--- Stored data entries ---
--

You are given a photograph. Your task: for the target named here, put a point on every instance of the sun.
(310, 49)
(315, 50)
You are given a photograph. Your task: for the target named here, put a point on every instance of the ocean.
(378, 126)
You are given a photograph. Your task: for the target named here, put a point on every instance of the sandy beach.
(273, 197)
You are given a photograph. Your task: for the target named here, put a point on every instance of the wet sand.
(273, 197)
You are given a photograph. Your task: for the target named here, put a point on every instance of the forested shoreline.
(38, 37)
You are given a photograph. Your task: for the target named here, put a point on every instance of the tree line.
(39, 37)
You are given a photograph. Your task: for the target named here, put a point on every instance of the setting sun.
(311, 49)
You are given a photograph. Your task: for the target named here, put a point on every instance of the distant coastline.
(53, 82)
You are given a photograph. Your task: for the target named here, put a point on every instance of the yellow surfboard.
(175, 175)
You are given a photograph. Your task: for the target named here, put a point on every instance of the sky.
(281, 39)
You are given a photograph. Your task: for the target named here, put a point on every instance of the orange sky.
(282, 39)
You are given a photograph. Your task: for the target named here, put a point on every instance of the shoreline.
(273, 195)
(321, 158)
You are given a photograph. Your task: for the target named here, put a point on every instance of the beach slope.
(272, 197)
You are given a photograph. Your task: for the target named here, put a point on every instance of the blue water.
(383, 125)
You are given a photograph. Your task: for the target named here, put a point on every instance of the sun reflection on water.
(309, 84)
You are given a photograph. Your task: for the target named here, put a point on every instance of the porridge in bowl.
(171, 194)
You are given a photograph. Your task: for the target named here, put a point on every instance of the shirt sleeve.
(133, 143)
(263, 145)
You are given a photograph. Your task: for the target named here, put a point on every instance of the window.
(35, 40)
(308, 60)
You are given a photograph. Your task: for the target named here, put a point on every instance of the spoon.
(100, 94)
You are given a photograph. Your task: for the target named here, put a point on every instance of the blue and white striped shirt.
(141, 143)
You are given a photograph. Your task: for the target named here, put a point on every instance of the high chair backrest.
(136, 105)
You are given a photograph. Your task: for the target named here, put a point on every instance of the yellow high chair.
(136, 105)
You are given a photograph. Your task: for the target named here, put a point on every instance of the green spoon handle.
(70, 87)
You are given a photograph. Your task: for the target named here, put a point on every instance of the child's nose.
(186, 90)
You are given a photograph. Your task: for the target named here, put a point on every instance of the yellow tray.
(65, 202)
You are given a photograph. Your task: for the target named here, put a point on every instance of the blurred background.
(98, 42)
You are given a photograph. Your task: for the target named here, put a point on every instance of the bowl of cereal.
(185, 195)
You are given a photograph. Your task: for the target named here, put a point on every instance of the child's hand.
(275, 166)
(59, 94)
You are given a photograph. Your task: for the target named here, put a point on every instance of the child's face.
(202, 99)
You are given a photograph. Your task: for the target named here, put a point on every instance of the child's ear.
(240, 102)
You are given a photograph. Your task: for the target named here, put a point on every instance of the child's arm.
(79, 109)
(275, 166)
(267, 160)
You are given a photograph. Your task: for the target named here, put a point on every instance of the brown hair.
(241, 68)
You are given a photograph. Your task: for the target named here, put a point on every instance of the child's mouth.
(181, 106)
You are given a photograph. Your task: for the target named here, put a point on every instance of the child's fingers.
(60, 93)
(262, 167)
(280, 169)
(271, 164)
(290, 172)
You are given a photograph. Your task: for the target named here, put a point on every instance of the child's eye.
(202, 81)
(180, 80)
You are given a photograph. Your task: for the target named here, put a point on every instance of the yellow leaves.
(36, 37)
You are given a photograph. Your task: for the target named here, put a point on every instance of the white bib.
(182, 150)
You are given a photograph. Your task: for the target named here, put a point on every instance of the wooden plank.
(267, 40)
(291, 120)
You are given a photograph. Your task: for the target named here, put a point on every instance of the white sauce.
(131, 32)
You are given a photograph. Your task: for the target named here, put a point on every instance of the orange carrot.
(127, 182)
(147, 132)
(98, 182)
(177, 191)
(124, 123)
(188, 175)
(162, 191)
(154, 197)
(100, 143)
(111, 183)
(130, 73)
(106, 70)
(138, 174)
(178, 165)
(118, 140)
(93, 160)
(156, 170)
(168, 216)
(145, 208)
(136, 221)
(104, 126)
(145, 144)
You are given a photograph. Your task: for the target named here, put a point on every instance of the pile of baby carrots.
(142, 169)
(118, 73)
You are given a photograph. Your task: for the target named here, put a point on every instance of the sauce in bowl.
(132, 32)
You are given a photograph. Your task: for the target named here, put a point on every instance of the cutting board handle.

--

--- Required work ---
Write out the full set of records exactly as given.

--- Answer for this exercise ---
You are given a photograph. Your task: for the target named here, put a point on every instance of the sun.
(310, 49)
(315, 50)
You are given a photograph. Your task: for the target named here, put a point on every instance of the ocean.
(378, 126)
You are given a photograph. Your task: for the target named here, put a point on every instance of the sandy beach.
(273, 197)
You are given a photograph. Your task: for the target named here, put a point on every instance of the wet sand.
(273, 197)
You are given a photograph. Your task: for the target named here, put a point on every instance of the forested shoreline.
(38, 37)
You are given a photograph. Your task: for the target named here, put a point on every instance of the tree line.
(39, 37)
You are given a photograph. Your task: for the target named here, put a point on every instance of the setting sun.
(311, 49)
You are given a photograph. Your task: for the target named here, put a point on every instance of the distant coastline.
(53, 82)
You are given a photograph. Your task: for the target named here, put a point on every instance of the yellow surfboard.
(175, 175)
You are given a photograph. Your task: for the target named here, put a point on every instance of the sky.
(281, 39)
You are given a photograph. Your task: for the target named here, put a point on every instance of the orange sky.
(282, 39)
You are given a photograph. Your task: for the target named here, put a point on every instance of the shoreline.
(273, 195)
(321, 158)
You are given a photograph. Your task: for the target named here, put a point on every instance of the beach slope.
(272, 197)
You are given a photograph. Your task: for the target named here, put a point on every instance of the blue water.
(383, 125)
You are given a photograph. Your task: for the target named here, put a point on every instance of the sun reflection on water.
(309, 84)
You are given a photograph. Your task: for the target named here, put a point on every instance of the porridge in bowl.
(171, 194)
You are given a photograph. Your task: for the target named here, put a point on every instance of the shirt sleeve.
(133, 143)
(263, 145)
You are given a photograph. Your task: for the target named here, put a point on every instance of the window.
(35, 40)
(308, 60)
You are given a photograph. Your task: for the target named here, put a point on every instance of the spoon.
(100, 94)
You are given a photograph. Your task: for the target named here, put a point on every instance of the blue and white striped shirt.
(141, 143)
You are given a photograph. Your task: for the target named here, put a point on every instance of the high chair backrest.
(136, 105)
You are given a photograph. Your task: for the target named here, put a point on every instance of the yellow high chair.
(136, 105)
You are given a photograph. Your task: for the target named here, put a point on every instance of the green spoon handle.
(70, 87)
You are given a photograph. Your task: for the target named here, put a point on every instance of the child's nose.
(186, 90)
You are given a photograph. Your task: for the target named here, put a point on every instance of the yellow tray.
(65, 202)
You are given a photograph. Your task: for the target named here, put a point on every instance of the blurred background.
(98, 42)
You are given a photograph. Your task: for the target named here, put a point on every instance of the bowl of cereal.
(185, 195)
You are given a photograph. Your task: for the target named here, put a point on every instance of the child's hand.
(275, 166)
(59, 94)
You are given a photograph. Your task: for the target named here, put a point on every instance of the child's face.
(202, 99)
You are given a photograph. Your task: for the target named here, put a point on every instance of the child's ear.
(240, 102)
You are given a photograph. Your task: for the target named here, put a point on every instance of the child's arm.
(79, 109)
(275, 166)
(267, 160)
You are given a photograph. Your task: for the target named here, put a point on every instance of the brown hair.
(241, 68)
You are given a photograph. Your task: for the target named here, put a point on every instance of the child's mouth.
(181, 106)
You are given a photograph. Your task: for the target named here, put a point on every instance of the child's fingers.
(60, 93)
(262, 167)
(280, 169)
(271, 164)
(290, 172)
You are given a photograph. Your task: for the target named here, put a point on every instance of the child's eye.
(202, 81)
(180, 80)
You are given a photograph. Your task: for the target named here, put a point on every instance of the yellow leaves.
(36, 37)
You are given a photograph. Your task: for the target named here, put a point on every instance of the white bib.
(182, 150)
You are given a photograph. Your task: for the target named here, put a point on every instance of the wooden plank.
(267, 40)
(291, 120)
You are given a photograph. Your task: for the target named here, put a point on every instance of the white sauce.
(131, 32)
You are given a photograph. Your task: for the target named here, put a point on every instance of the orange carrot.
(127, 182)
(147, 132)
(98, 182)
(177, 191)
(124, 123)
(188, 175)
(162, 191)
(154, 197)
(100, 143)
(111, 183)
(130, 73)
(106, 70)
(138, 174)
(178, 165)
(118, 140)
(93, 160)
(156, 170)
(168, 216)
(145, 208)
(136, 221)
(104, 126)
(145, 144)
You are given a photograph. Your task: for the target named here, put a point on every instance of the pile of baby carrots.
(142, 169)
(118, 73)
You are given a photograph. Your task: for the target named here, put a point on every instance of the sauce in bowl.
(132, 32)
You are given a photograph. Your task: for the target named here, put a point on every instance of the cutting board handle.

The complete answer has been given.